Format all of the data below as a Markdown table with the columns n and Line, putting each line in its own numbered row and omitting blank lines. Leave the pictures out of the answer.

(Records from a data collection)
--*--

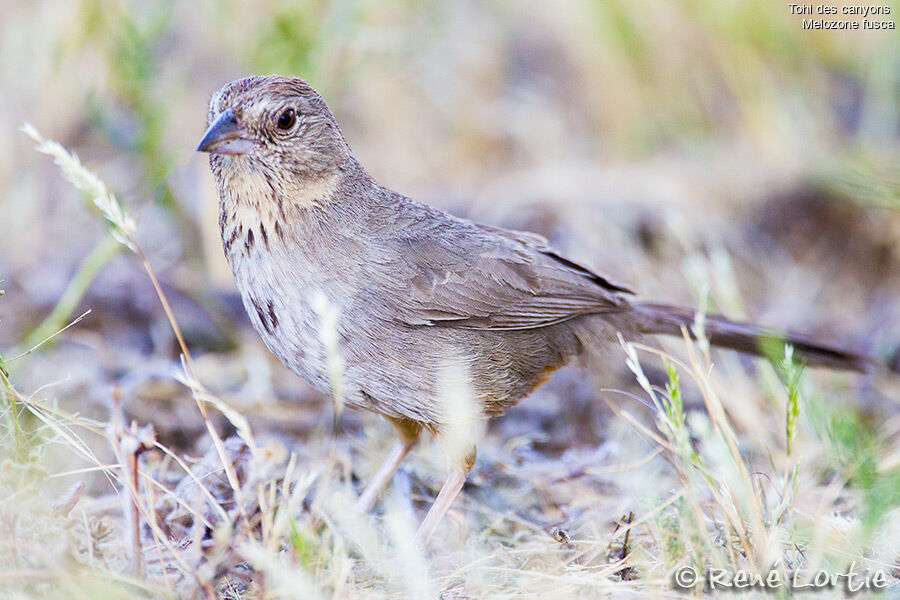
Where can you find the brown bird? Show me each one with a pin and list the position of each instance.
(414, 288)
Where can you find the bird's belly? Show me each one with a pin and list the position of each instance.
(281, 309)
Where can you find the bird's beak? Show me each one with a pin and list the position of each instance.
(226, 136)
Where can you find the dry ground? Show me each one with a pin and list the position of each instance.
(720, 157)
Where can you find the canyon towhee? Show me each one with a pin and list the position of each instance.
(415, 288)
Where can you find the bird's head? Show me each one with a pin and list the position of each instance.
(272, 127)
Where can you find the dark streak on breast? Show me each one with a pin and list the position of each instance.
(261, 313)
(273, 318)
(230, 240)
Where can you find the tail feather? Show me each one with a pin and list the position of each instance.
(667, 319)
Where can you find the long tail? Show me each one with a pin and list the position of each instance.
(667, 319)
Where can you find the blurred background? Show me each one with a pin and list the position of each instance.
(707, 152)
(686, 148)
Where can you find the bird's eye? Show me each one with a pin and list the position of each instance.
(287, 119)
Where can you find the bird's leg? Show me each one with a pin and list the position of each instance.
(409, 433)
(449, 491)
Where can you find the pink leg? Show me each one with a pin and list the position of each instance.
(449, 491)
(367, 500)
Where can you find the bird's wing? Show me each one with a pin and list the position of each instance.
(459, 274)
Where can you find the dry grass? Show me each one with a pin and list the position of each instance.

--*--

Solution below:
| n | Line |
|---|---|
| 1 | Where can you find the brown bird? Show me each one with a pin and list the position of each instance. |
| 2 | (414, 288) |
| 3 | Where can you find the bird's belly? Show me each one with a pin and list the position of each instance. |
| 4 | (281, 309) |
| 5 | Where can you find the bird's beak? Show me each one with a pin and list the position of each instance. |
| 6 | (226, 136) |
| 7 | Where can you find the dry ground? Show me each one with a pin and list the position of each instance. |
| 8 | (720, 157) |
| 9 | Where can you find the canyon towhee? Show me each one with a pin and list the position of each instance. |
| 10 | (415, 288) |
| 11 | Where can you find the bird's head? Show me each one with a pin and list the position of each instance. |
| 12 | (272, 127) |
| 13 | Where can you find the dark streak on breast? Show me each one with a pin and list the position of each instance. |
| 14 | (261, 313) |
| 15 | (273, 318) |
| 16 | (230, 240) |
| 17 | Where can you find the tail feather? Show me each one with a pin and list the position of each instance. |
| 18 | (667, 319) |
| 19 | Where can you find the long tail? Show me each one with a pin and list the position of each instance. |
| 20 | (667, 319) |
| 21 | Where can you find the blurred background? Show me each one with a pin and list the position of each instance. |
| 22 | (707, 152) |
| 23 | (686, 148) |
| 24 | Where can you find the bird's eye? Show me each one with a pin and list the position of each instance. |
| 25 | (287, 119) |
| 26 | Where can you find the bird's leg? Show me each one with a pin and list the position of each instance. |
| 27 | (409, 433) |
| 28 | (449, 491) |
| 29 | Where can you find the pink leg? Show me each one with a pin and list the position of each instance. |
| 30 | (449, 491) |
| 31 | (367, 500) |
| 32 | Where can you find the bird's wing? Show me each one with a pin and list the position of each instance. |
| 33 | (459, 274) |
| 34 | Where can you find the dry grass? Show me each one with a pin and list the position of each instance. |